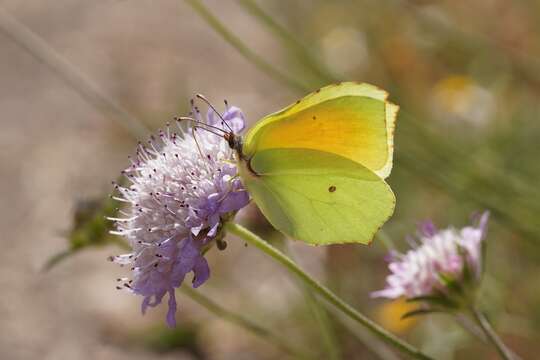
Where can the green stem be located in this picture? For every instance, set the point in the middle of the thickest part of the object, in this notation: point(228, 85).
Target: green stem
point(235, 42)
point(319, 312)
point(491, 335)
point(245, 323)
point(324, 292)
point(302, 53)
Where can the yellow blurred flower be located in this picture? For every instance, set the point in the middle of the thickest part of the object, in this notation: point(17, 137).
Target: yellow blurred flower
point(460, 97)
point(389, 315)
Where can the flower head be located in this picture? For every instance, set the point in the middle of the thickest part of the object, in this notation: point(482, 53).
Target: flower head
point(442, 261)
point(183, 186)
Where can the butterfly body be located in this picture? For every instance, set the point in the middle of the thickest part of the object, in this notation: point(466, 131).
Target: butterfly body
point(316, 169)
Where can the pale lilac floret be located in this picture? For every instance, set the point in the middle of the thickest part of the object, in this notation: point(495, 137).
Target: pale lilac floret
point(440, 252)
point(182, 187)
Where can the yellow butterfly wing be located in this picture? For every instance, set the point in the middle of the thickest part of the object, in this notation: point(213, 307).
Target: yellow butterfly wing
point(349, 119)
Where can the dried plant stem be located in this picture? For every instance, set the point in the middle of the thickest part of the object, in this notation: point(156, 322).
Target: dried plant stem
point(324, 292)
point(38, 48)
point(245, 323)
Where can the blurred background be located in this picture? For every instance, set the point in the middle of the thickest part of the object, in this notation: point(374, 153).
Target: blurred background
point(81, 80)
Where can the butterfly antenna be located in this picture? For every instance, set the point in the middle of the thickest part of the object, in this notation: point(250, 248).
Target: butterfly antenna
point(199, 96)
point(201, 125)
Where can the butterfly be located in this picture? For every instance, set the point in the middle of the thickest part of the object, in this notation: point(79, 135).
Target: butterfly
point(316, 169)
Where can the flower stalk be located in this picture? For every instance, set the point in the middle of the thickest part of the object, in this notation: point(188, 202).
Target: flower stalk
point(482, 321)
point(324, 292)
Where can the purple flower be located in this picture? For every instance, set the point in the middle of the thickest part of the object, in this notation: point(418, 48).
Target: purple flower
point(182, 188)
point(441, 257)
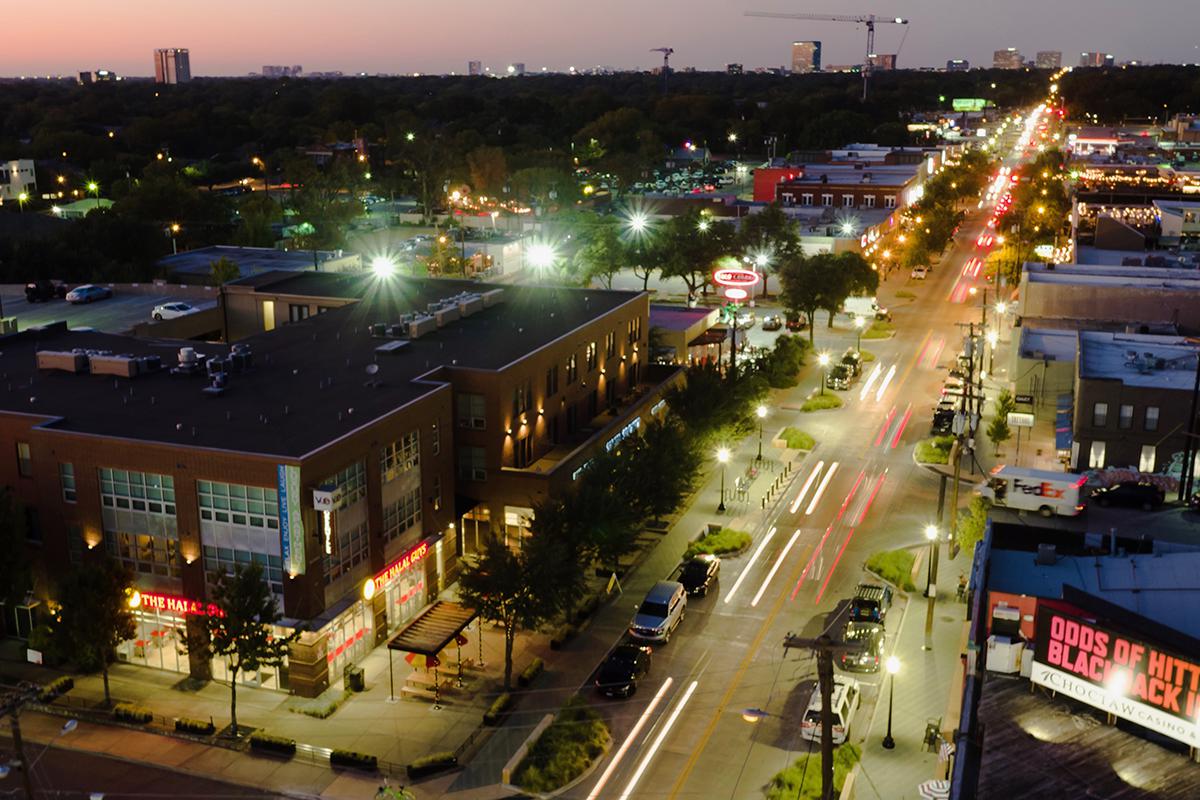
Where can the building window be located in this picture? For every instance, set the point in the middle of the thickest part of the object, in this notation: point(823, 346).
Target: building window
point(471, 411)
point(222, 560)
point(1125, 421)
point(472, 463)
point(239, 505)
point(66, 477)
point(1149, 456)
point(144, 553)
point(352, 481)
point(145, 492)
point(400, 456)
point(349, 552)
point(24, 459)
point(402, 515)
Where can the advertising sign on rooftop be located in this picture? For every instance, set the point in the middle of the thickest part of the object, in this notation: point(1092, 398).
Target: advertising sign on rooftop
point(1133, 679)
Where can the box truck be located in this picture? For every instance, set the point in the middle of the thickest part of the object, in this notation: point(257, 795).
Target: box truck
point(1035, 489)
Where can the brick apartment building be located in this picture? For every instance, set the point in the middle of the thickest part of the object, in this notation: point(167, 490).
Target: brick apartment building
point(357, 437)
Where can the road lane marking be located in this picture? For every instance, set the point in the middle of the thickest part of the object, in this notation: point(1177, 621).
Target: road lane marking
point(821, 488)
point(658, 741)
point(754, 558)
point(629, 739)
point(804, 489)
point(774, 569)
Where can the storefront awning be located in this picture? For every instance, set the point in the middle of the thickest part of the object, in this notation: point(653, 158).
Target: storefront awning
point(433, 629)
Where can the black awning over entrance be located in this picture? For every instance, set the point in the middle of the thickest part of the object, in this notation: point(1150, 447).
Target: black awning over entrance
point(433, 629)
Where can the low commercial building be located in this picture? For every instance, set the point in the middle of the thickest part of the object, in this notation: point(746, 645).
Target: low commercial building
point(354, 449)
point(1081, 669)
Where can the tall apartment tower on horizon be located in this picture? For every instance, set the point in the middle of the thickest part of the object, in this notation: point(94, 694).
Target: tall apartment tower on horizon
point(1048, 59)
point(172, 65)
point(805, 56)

------------------------------------

§ **Aim of the task**
Reproduce all of the rows above word for word, leaving out the pictures.

§ **Correct answer**
Where can the green stem be located in this picture? For every instance, set the point in the middle of the thickest part of the object, in this notation: point(228, 85).
Target: green stem
point(235, 42)
point(319, 312)
point(491, 335)
point(245, 323)
point(324, 292)
point(302, 53)
Where can the yellow blurred flower be located in this picture? For every instance, set the point in the middle of the thickest part of the object, in this notation: point(17, 137).
Target: yellow blurred flower
point(460, 97)
point(389, 315)
Where can the flower head be located in this picture? For every instance, set the point in the middle of the thickest part of the object, in this notation: point(482, 53).
Target: flower head
point(442, 261)
point(183, 186)
Where can the butterfly body be located in this picture? For every instance, set the point in the middle of the thickest part of the object, in this notation: point(466, 131).
Target: butterfly body
point(316, 169)
Where can the pale lilac floret be located in this picture? For every instance, set the point in the middle of the thickest part of the object, in this notation: point(495, 137).
Target: pale lilac floret
point(440, 252)
point(182, 187)
Where can the yellow butterfly wing be located in this picture? For every instance, set the point in the middle of the thickest part of the object, in this notation: point(213, 307).
Target: yellow butterfly wing
point(349, 119)
Where can the dried plant stem be located in this picture? For every instance, set the point in the middle of the thickest part of the object, in this notation: point(156, 322).
Target: dried plant stem
point(324, 292)
point(38, 48)
point(245, 323)
Where can the blurred background be located in this picture? For every instance, set the point in the middle of the thickest part of the object, in this notation: point(374, 153).
Target: blurred background
point(81, 80)
Where can the butterfly antenna be located in this picture? For every instance, set the point in the middle of the thickest part of the object, in this notation: point(250, 248).
Target: butterfly antenna
point(199, 96)
point(201, 125)
Where can the butterfly be located in this picture? For every instance, set the point in the middle of the thickest part of the object, in this notation: point(79, 135).
Target: butterfly
point(316, 169)
Where can the flower stalk be located in this picture? For every instance, set the point in the middle of the thickest part of the object, in this notation: point(188, 202).
Target: flower stalk
point(482, 321)
point(324, 292)
Where can the purple flower be located in this picture? For every instance, set the point in the middle of the thickest part of the object, in this notation: point(418, 48).
Target: purple flower
point(182, 188)
point(441, 257)
Where can the building window be located in this picture? For every instance, set the point in the middle of the thickest part of the object, in this notation: point(823, 346).
Target: building window
point(471, 411)
point(222, 560)
point(1125, 421)
point(472, 463)
point(239, 505)
point(66, 477)
point(1149, 456)
point(144, 553)
point(352, 481)
point(145, 492)
point(400, 456)
point(349, 552)
point(24, 459)
point(402, 515)
Where can the advertising sign on rooftop be located in this picture? For every instance, set the point in the middle of the thickest part of the object, in this notation: point(1092, 398).
Target: advertising sign on rooftop
point(1133, 679)
Where can the box truck be located in this picture? For every instance, set the point in the middle of the thickest part of the object, in this notation: point(257, 795).
Target: box truck
point(1035, 489)
Where can the brick apartment building be located in this picture? For every instance, set the point in the middle of the thickest part of the object, in this notation: point(167, 490).
Target: brick apartment building
point(357, 437)
Where can the road lane marking be located in this picture? For every instance, set the point in the middle of the thickest part of the object, in this notation: point(1177, 621).
Target: road lane marking
point(821, 488)
point(658, 741)
point(754, 558)
point(629, 739)
point(804, 489)
point(774, 569)
Where can the storefront awning be located in this picture? For every instance, set the point in the middle of the thickest part of the object, in this notation: point(653, 158).
Target: storefront awning
point(433, 629)
Where can the black awning over entrance be located in this picture? For every instance, set the point in the middle of the thickest part of the object, in this notation: point(1150, 447).
Target: black awning over entrance
point(433, 629)
Where can the low commercial building be located in this picture? For every instance, set the point in the middle of the thickest part of the object, in this notation: point(746, 645).
Target: low commercial building
point(354, 449)
point(1081, 669)
Where can the tall apartment tower on horizon be located in this picture? For every instance, set the point in the middle of the thickest part of the object, in this notation: point(94, 694).
Target: tall apartment tower on horizon
point(1048, 59)
point(172, 65)
point(805, 56)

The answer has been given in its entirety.